• _YOUR TASK_
Each line in the entries below that contains the word "prompts" counts once. Report how many there are and nothing more.

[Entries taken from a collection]
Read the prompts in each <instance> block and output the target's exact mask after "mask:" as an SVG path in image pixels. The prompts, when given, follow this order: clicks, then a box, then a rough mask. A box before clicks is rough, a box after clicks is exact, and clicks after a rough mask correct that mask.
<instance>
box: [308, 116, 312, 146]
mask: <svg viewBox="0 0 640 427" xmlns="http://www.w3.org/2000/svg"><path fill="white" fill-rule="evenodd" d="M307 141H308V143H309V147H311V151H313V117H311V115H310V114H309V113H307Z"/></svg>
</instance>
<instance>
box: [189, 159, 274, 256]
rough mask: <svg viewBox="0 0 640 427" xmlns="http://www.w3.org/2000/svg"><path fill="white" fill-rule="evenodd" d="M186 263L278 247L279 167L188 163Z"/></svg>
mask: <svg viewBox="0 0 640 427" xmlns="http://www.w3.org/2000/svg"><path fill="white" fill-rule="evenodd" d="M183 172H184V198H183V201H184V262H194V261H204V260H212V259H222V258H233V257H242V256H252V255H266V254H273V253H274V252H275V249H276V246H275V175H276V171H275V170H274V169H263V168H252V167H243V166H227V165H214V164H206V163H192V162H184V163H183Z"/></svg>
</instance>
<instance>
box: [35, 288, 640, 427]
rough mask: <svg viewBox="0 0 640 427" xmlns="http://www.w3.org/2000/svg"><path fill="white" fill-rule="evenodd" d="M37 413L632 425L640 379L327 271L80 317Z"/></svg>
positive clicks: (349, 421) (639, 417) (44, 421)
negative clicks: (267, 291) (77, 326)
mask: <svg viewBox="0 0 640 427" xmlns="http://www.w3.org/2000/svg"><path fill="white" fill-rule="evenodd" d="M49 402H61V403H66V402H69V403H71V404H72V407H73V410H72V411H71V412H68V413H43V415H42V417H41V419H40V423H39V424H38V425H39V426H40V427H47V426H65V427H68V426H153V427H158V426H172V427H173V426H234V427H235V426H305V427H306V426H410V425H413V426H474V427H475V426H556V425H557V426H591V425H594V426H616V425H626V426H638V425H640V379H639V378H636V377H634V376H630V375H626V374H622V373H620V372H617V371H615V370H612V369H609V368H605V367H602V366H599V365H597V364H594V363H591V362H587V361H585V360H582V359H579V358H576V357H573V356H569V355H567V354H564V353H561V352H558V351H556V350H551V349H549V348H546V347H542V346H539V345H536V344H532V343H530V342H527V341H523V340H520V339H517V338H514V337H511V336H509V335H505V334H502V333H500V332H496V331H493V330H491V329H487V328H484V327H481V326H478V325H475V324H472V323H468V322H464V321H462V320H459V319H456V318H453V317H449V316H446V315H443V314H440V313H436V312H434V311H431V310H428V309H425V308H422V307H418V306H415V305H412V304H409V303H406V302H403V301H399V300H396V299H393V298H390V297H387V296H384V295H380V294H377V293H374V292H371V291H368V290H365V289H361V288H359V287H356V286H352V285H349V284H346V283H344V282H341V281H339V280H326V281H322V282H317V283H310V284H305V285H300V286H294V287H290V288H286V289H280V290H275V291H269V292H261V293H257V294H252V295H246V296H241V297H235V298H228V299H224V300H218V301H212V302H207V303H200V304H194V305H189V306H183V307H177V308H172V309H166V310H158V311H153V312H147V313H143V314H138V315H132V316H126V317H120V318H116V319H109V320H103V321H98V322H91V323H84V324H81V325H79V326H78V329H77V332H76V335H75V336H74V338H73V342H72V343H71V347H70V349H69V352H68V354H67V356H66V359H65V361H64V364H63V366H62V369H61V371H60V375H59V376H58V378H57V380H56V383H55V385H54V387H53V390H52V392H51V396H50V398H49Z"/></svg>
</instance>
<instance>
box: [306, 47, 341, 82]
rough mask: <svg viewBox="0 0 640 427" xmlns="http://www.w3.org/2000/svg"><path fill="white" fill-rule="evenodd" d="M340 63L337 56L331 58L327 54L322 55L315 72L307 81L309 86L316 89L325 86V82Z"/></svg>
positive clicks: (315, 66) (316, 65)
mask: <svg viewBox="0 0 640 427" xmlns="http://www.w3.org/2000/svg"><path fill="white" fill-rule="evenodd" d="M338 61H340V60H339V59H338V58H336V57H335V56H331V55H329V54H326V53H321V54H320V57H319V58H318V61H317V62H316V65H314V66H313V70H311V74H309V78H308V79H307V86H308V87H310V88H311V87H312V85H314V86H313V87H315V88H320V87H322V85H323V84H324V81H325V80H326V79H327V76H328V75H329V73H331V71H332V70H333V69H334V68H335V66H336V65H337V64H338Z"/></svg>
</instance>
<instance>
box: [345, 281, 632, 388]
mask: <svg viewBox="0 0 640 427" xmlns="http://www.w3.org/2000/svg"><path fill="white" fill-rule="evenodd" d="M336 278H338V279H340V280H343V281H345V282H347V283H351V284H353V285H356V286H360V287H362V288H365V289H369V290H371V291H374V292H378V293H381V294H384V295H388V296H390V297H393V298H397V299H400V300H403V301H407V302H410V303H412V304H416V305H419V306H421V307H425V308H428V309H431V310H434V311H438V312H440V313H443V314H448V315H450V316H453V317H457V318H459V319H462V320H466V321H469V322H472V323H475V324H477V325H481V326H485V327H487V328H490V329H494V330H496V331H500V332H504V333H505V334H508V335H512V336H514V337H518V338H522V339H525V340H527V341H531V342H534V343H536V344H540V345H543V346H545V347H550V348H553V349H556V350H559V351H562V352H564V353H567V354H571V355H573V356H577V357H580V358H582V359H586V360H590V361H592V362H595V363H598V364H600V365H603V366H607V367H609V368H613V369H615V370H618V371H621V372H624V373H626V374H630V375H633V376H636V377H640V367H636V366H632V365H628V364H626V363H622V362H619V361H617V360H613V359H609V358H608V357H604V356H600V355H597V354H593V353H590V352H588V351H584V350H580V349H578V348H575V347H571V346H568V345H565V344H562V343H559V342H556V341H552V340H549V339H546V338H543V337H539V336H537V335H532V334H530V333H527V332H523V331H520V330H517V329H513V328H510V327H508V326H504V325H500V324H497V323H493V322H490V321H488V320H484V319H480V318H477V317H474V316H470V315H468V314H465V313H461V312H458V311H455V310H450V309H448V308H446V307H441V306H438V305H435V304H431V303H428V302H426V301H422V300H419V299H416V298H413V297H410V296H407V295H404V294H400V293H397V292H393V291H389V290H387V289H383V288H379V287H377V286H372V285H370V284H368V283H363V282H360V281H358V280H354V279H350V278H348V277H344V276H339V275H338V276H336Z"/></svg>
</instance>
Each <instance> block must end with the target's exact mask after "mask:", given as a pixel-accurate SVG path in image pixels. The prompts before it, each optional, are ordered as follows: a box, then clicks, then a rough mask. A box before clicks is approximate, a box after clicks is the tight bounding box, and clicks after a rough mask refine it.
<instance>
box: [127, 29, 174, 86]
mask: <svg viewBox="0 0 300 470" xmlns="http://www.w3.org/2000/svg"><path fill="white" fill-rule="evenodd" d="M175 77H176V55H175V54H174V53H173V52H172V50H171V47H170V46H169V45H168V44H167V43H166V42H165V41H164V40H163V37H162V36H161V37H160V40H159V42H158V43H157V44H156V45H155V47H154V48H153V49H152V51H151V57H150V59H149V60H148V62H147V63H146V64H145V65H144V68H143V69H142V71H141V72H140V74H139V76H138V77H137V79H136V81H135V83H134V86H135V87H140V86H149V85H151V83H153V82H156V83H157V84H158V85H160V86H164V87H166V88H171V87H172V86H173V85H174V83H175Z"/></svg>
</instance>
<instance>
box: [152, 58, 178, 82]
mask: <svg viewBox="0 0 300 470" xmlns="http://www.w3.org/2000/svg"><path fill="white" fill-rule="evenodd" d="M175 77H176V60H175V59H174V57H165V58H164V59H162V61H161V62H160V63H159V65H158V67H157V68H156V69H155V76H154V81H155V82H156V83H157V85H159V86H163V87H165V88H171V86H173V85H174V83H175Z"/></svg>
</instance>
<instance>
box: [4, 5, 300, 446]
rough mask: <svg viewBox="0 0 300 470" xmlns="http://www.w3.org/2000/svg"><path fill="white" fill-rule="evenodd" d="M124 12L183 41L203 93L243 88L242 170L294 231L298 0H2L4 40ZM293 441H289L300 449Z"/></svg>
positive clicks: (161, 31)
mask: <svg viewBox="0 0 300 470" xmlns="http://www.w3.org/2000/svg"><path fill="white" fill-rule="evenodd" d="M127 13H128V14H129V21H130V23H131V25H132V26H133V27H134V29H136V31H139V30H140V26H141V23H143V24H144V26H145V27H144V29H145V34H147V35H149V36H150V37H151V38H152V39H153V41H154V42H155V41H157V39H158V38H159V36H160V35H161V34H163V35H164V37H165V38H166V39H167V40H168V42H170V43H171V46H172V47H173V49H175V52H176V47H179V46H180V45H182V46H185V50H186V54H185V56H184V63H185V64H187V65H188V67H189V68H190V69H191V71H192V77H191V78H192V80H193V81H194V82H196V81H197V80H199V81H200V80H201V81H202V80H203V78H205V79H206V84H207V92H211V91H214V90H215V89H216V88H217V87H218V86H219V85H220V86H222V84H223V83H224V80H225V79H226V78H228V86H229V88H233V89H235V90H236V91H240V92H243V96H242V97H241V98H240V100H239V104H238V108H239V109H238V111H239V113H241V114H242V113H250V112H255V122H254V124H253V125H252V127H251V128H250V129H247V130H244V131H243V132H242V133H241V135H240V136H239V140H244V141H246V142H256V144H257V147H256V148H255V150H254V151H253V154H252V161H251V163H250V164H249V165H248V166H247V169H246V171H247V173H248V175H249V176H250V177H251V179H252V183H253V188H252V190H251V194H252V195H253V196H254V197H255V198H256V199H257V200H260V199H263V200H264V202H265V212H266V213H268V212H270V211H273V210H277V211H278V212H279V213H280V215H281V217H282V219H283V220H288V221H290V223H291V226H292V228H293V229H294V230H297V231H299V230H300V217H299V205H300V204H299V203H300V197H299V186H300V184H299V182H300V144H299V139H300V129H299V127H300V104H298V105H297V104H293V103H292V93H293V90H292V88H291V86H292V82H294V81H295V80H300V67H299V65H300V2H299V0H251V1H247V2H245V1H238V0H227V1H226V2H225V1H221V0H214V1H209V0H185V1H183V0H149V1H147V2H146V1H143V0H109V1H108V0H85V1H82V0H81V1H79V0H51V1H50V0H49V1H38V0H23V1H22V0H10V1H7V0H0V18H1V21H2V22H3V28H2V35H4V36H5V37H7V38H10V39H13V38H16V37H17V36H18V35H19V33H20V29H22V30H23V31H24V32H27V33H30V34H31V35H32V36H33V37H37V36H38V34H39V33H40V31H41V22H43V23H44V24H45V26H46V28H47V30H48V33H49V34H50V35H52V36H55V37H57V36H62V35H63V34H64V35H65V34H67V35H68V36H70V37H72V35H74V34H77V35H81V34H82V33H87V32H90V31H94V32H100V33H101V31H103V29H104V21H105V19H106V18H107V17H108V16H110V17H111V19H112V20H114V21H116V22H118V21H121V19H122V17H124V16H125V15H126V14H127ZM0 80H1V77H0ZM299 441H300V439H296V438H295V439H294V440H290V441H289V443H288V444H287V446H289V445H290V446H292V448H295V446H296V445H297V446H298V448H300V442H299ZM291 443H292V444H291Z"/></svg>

• _RESULT OF THIS EXERCISE_
2